▸ **What is required**
Go line by line through the data below, counting each one that has "block", and give the final count only.

▸ **Data for the task**
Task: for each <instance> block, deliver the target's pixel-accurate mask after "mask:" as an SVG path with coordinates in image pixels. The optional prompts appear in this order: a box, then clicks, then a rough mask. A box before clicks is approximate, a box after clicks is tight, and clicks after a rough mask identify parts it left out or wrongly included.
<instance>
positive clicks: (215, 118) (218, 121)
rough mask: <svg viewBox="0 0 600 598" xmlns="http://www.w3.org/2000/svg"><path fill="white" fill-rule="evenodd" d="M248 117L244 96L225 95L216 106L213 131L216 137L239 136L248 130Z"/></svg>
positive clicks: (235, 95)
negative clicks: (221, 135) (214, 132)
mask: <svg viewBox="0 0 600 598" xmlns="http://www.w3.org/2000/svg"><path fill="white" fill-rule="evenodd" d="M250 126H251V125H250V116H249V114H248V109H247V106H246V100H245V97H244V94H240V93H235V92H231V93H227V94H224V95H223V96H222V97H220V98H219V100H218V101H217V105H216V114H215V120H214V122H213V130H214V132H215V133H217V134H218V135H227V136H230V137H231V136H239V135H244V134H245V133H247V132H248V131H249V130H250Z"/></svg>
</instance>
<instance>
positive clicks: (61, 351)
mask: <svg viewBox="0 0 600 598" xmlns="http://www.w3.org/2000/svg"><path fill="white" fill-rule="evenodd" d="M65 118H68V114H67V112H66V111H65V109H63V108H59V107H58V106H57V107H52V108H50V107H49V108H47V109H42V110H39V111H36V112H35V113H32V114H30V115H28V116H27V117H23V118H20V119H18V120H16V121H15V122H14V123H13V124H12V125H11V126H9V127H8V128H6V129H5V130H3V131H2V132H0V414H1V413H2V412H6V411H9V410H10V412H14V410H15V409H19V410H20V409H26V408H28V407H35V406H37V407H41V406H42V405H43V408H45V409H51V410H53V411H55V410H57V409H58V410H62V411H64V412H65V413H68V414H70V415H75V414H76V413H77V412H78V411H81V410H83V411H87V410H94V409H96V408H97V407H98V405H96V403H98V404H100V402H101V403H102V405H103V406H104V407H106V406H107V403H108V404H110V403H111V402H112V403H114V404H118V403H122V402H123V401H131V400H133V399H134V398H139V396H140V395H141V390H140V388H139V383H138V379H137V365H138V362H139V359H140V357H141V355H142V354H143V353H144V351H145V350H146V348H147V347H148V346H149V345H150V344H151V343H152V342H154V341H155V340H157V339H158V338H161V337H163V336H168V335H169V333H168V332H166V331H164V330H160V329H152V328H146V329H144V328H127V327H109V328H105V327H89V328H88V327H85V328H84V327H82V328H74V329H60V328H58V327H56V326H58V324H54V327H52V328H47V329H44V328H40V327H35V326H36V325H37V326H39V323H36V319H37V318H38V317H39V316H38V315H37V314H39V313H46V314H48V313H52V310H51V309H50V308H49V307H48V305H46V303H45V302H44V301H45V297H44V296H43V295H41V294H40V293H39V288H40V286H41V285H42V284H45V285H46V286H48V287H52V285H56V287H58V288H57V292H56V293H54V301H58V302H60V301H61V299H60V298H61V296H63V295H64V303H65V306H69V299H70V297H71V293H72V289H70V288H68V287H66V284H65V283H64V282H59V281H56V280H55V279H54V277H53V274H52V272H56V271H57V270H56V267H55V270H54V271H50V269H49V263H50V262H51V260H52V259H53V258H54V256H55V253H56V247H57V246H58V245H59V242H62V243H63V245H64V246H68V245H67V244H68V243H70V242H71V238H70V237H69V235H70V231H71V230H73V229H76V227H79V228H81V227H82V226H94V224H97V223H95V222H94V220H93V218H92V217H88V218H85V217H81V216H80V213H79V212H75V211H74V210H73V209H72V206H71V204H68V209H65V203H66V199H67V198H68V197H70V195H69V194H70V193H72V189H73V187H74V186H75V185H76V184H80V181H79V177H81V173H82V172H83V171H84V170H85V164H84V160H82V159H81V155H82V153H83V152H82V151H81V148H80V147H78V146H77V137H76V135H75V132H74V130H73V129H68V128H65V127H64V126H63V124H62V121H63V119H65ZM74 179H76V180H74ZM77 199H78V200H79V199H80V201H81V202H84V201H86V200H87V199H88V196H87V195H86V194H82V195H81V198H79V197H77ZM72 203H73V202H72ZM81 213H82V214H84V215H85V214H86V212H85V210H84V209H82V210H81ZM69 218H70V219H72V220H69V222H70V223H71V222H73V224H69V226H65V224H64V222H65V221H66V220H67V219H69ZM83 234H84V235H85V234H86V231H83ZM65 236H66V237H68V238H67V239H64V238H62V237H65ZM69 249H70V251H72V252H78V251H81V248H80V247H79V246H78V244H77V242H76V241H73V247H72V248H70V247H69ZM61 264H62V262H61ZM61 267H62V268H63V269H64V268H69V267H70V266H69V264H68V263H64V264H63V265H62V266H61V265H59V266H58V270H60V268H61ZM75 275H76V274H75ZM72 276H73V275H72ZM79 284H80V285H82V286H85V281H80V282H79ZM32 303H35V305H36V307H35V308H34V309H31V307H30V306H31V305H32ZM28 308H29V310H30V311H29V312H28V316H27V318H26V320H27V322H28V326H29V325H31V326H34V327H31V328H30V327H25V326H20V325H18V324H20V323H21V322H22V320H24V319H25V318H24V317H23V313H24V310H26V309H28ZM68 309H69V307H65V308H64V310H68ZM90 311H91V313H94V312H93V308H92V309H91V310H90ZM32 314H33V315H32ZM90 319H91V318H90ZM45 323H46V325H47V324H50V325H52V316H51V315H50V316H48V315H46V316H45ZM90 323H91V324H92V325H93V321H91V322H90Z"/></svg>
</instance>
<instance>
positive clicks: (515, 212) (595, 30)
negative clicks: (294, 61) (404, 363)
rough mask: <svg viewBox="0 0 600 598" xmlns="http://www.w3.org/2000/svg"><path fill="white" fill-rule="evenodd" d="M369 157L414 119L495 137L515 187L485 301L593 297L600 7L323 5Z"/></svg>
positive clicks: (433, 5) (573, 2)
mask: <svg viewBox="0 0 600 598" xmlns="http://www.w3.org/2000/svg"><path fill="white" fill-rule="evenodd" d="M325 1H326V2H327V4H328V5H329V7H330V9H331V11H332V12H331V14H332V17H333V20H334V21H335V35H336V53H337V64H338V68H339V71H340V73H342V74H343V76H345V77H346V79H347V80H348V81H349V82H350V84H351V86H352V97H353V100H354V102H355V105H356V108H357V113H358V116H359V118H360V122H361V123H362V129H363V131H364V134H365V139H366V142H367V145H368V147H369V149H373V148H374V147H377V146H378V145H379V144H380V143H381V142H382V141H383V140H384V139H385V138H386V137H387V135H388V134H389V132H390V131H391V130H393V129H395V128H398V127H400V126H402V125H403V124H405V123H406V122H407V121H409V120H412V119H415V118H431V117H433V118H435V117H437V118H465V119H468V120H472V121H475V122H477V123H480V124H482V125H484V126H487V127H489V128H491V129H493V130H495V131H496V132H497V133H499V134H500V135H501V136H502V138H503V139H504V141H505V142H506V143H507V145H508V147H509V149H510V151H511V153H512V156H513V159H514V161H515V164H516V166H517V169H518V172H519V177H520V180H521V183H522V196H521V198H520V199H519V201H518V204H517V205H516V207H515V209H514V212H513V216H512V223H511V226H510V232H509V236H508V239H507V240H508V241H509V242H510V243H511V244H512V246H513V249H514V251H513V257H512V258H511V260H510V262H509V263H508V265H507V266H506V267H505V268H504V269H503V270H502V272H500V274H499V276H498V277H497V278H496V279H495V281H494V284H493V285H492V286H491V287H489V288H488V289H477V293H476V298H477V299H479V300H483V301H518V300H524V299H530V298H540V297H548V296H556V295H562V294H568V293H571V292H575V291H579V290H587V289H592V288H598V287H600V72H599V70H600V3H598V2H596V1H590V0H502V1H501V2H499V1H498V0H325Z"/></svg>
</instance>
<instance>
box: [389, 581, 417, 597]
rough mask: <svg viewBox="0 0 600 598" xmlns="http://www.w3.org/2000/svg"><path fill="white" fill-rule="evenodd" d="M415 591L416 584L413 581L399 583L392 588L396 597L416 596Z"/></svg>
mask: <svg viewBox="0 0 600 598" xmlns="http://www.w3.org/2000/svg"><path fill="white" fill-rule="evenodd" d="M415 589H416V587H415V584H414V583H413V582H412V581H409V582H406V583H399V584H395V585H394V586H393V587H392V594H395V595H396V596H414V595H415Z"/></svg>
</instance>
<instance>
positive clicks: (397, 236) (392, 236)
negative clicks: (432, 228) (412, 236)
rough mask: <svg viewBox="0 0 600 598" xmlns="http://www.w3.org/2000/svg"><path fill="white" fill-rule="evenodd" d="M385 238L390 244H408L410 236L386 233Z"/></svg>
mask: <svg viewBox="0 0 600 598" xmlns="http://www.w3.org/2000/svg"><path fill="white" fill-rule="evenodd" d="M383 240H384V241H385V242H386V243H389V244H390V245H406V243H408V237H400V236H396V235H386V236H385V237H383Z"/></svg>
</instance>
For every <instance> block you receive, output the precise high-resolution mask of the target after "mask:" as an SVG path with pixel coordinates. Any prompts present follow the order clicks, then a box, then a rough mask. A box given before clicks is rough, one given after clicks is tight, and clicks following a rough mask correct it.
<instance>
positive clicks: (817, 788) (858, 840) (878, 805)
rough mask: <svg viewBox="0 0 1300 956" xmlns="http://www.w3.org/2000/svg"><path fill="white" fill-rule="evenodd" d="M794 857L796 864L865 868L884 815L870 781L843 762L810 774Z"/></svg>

▸ **Reply**
2